## INSTRUCTION
Identify the line in which "Target: brown bag" appears, then reproduce that line and all remaining lines of the records word for word.

'''

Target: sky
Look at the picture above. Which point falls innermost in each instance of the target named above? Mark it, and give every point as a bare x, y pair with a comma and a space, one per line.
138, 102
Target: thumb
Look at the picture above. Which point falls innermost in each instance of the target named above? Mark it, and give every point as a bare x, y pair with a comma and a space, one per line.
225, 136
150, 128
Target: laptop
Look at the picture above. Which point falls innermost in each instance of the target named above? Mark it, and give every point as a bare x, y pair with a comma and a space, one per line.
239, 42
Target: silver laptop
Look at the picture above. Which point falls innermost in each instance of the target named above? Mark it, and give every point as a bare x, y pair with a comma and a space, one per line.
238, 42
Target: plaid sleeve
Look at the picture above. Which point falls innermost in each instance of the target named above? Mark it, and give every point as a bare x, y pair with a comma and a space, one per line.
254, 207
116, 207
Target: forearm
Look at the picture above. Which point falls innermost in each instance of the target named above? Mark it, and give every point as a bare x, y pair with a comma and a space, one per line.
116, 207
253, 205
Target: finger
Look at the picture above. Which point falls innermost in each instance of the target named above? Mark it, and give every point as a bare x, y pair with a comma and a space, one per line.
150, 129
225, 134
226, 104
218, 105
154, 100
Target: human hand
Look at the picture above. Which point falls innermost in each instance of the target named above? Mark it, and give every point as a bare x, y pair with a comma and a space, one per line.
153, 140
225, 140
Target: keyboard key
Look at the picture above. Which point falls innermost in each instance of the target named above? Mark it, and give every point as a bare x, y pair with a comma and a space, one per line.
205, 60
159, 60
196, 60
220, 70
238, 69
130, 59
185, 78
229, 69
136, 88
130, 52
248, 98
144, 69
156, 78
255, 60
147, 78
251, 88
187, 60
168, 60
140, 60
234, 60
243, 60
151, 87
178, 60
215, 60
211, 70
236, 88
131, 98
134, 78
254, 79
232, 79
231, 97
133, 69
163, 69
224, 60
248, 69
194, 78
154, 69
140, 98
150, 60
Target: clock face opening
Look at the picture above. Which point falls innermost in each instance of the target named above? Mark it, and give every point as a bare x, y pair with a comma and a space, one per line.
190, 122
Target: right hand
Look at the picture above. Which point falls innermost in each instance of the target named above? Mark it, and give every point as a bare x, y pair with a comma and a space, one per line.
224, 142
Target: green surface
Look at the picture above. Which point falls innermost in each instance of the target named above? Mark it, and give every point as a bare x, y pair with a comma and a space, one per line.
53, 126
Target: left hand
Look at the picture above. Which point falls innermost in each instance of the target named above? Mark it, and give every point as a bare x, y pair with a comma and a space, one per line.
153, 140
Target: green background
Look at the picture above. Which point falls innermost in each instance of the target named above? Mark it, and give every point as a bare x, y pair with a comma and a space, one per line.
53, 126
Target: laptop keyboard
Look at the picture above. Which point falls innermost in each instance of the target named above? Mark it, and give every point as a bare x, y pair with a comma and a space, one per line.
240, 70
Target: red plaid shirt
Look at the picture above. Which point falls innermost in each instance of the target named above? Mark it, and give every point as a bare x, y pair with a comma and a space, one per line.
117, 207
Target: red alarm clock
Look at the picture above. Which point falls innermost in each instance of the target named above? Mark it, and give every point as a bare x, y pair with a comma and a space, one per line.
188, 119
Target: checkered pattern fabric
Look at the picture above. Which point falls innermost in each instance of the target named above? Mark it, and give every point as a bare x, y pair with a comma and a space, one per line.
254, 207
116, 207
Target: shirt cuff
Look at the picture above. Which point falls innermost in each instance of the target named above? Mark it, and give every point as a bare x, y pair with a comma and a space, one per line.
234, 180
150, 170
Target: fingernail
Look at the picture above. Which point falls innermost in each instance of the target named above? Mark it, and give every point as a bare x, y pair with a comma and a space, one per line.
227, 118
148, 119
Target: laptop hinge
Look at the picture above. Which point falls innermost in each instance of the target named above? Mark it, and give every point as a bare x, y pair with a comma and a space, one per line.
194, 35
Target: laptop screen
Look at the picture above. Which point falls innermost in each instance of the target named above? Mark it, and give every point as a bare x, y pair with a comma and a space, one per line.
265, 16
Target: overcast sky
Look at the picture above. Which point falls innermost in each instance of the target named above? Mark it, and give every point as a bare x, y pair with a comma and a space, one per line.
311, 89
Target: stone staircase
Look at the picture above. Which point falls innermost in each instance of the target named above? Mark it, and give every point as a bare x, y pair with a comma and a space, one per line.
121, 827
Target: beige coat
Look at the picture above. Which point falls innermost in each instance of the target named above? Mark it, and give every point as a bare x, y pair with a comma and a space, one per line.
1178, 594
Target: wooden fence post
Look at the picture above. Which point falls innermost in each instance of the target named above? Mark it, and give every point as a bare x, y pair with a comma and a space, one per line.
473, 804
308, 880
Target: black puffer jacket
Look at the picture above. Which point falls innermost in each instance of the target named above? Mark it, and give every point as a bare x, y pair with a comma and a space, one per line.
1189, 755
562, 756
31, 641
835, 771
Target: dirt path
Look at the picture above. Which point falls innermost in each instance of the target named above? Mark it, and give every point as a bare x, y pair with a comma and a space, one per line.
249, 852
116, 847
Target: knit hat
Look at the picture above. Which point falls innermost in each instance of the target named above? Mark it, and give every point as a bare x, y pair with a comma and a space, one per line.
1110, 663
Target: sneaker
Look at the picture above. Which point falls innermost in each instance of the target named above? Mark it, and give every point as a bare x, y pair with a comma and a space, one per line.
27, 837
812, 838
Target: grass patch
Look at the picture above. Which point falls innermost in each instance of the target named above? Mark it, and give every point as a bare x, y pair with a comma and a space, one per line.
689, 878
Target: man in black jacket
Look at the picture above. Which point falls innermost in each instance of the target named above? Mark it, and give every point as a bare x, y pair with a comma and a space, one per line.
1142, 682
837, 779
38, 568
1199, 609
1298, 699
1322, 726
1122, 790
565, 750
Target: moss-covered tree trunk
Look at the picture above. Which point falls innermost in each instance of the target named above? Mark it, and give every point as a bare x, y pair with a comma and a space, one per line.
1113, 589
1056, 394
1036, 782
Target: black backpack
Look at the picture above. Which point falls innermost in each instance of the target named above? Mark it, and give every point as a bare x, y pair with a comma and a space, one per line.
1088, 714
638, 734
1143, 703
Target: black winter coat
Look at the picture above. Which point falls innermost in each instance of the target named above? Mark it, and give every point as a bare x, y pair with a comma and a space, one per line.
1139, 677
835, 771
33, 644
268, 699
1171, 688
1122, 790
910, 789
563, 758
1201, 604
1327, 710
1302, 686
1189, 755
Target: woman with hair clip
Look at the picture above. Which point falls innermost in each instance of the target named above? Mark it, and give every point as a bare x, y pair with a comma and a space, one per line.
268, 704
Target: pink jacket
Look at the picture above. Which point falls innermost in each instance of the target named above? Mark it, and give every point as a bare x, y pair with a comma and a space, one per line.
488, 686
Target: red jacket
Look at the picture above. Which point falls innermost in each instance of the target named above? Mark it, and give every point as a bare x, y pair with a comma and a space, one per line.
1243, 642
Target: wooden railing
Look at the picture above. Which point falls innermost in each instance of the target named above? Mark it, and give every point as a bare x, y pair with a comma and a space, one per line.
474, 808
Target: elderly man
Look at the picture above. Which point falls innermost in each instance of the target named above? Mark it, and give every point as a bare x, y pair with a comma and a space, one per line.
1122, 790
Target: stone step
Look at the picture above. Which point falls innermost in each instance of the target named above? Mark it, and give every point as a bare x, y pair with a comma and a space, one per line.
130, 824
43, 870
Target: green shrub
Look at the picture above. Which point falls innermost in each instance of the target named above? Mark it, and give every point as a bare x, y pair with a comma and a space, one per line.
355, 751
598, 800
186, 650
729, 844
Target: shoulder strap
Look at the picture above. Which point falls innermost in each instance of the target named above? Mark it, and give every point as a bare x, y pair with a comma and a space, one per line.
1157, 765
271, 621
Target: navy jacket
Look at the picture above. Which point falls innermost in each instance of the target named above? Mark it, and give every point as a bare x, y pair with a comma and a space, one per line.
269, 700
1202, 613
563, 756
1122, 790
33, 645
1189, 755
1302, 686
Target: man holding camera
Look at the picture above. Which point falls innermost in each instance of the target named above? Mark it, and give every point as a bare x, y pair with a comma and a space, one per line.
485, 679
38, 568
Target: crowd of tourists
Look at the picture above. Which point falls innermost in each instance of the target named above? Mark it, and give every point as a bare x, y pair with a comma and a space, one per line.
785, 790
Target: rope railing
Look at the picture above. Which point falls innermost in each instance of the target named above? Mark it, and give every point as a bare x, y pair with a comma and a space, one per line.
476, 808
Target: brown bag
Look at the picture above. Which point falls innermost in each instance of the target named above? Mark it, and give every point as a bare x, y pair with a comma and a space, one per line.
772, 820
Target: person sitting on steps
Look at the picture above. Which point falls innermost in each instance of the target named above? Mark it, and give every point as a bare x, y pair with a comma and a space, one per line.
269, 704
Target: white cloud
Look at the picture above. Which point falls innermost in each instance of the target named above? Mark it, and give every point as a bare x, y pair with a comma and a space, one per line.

'''

## FULL ANSWER
Target: brown bag
Look at the picture above. Which point falls innermost in each instance of the target named above? Mark it, and give every point as a bare x, y pair with a comma and a space, one per line.
772, 820
Target: person sitting on steps
Look at the picture above. Which point falls innermost in each instance of the target named above? Mark it, and give every point as a bare x, y pair with a comma and a space, one per line.
269, 704
Target: white cloud
Look at the picture above. Which point falls innermost in each instance of the target named above? Mark it, and give every point as a bare x, y pair with a comma and a space, one per line.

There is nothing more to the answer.